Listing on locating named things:
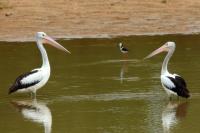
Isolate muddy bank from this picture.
[0,0,200,41]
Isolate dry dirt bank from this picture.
[0,0,200,41]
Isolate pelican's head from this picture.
[36,32,70,53]
[144,42,176,59]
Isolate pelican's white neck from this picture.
[37,39,50,68]
[161,47,175,75]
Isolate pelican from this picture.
[119,42,128,54]
[11,99,52,133]
[8,32,70,96]
[145,42,190,99]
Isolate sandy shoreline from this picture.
[0,0,200,41]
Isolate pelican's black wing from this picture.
[8,70,40,94]
[168,76,190,98]
[122,47,128,52]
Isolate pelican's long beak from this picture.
[43,35,71,54]
[144,43,169,59]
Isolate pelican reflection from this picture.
[11,100,52,133]
[162,101,188,133]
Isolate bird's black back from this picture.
[168,76,190,98]
[8,70,40,94]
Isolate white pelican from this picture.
[9,32,70,96]
[11,99,52,133]
[119,42,128,54]
[145,42,190,99]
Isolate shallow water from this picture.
[0,35,200,133]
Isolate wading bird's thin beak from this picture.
[44,35,71,54]
[144,44,168,59]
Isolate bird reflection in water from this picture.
[162,101,188,133]
[11,99,52,133]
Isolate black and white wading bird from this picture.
[119,42,128,54]
[145,42,190,99]
[9,32,70,97]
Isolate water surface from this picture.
[0,35,200,133]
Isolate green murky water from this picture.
[0,36,200,133]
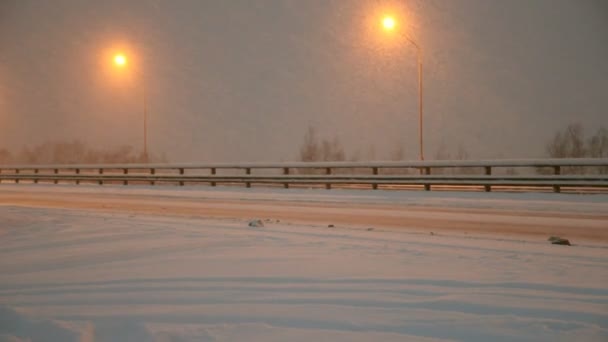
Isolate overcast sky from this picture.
[0,0,608,162]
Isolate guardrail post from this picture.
[424,166,431,191]
[372,167,378,190]
[484,166,492,192]
[553,165,562,192]
[283,167,289,189]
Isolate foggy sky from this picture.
[0,0,608,162]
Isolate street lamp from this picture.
[114,54,148,162]
[382,16,424,160]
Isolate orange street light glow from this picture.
[382,17,397,31]
[114,55,127,66]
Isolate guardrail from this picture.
[0,158,608,192]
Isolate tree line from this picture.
[0,140,166,165]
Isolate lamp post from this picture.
[382,16,424,160]
[114,54,148,163]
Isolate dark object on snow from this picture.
[249,220,264,227]
[547,236,572,246]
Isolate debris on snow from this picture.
[249,219,264,227]
[547,236,572,246]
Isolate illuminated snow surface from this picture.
[0,184,608,342]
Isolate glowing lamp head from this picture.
[382,17,397,31]
[114,55,127,66]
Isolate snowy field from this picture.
[0,184,608,342]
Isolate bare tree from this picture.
[299,126,321,162]
[546,123,586,158]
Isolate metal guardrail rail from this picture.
[0,158,608,192]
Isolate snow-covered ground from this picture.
[0,184,608,342]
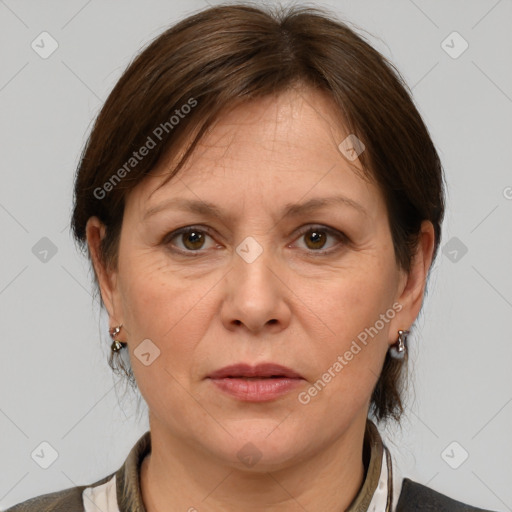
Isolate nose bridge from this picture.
[223,236,289,331]
[233,236,276,300]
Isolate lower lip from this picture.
[210,377,303,402]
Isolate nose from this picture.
[221,242,293,333]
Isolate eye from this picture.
[292,226,348,254]
[164,226,215,252]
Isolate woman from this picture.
[5,5,496,512]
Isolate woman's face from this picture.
[88,85,432,469]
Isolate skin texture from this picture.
[87,88,434,512]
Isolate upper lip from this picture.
[208,363,302,379]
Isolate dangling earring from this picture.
[389,331,409,359]
[108,324,127,352]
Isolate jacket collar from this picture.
[116,420,384,512]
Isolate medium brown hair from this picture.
[72,3,444,420]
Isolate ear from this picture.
[390,220,435,344]
[85,217,122,324]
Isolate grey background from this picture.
[0,0,512,511]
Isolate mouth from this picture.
[208,363,304,402]
[208,363,303,380]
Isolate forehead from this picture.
[125,88,378,215]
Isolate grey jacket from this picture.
[6,420,498,512]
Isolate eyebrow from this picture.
[143,196,368,220]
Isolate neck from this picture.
[140,417,366,512]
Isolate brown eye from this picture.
[164,226,215,253]
[181,231,204,251]
[304,229,327,249]
[296,226,348,256]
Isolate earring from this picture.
[108,324,126,352]
[389,331,409,359]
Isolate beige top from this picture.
[6,420,402,512]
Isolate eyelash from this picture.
[162,225,349,256]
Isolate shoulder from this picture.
[5,473,114,512]
[396,478,500,512]
[5,486,85,512]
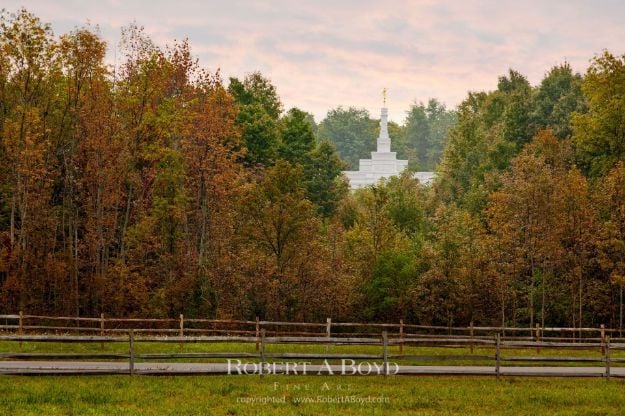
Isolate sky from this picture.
[0,0,625,122]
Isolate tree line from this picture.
[0,9,625,327]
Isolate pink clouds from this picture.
[4,0,625,121]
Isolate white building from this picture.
[343,107,434,189]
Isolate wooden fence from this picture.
[0,312,625,377]
[0,329,625,378]
[0,312,625,342]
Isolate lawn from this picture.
[0,376,625,416]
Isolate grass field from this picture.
[0,376,625,416]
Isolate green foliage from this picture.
[398,99,456,171]
[531,62,586,139]
[304,141,348,217]
[572,51,625,177]
[278,108,315,165]
[318,107,377,170]
[228,72,282,166]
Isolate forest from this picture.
[0,9,625,334]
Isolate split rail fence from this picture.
[0,312,625,377]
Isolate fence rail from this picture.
[0,312,625,342]
[0,312,625,377]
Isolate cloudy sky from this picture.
[7,0,625,121]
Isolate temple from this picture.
[343,92,434,189]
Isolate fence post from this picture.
[495,333,501,378]
[128,329,135,376]
[536,324,540,354]
[382,331,388,377]
[605,336,611,378]
[178,314,184,350]
[399,319,404,354]
[256,316,260,351]
[100,313,104,351]
[17,311,24,349]
[326,318,332,352]
[258,328,265,377]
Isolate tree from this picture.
[304,141,349,218]
[531,62,586,139]
[278,108,315,166]
[572,51,625,177]
[318,107,377,170]
[228,72,282,166]
[398,98,455,170]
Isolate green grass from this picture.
[0,376,625,416]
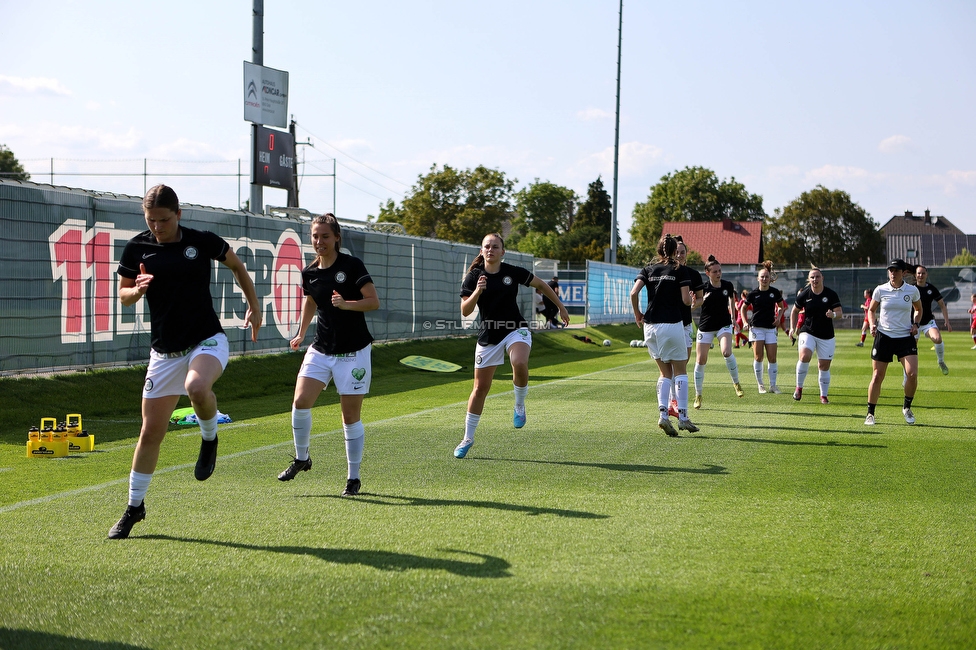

Work instructions: Scale the listing from its beginning through the line with "[161,47,175,75]". Repeat every request in that range, and multiply each bounding-box coordinate by 1.95, rounding to whole numbers with halves going up. Leave out the pictures.

Solution below:
Isolate muddy bank from this picture.
[0,0,390,80]
Isolate dry dirt bank from this picture.
[0,0,390,80]
Isolate pelican's head from this picture.
[70,62,137,103]
[281,82,343,115]
Isolate pelican's white neck from this picture.
[72,76,98,133]
[314,92,341,146]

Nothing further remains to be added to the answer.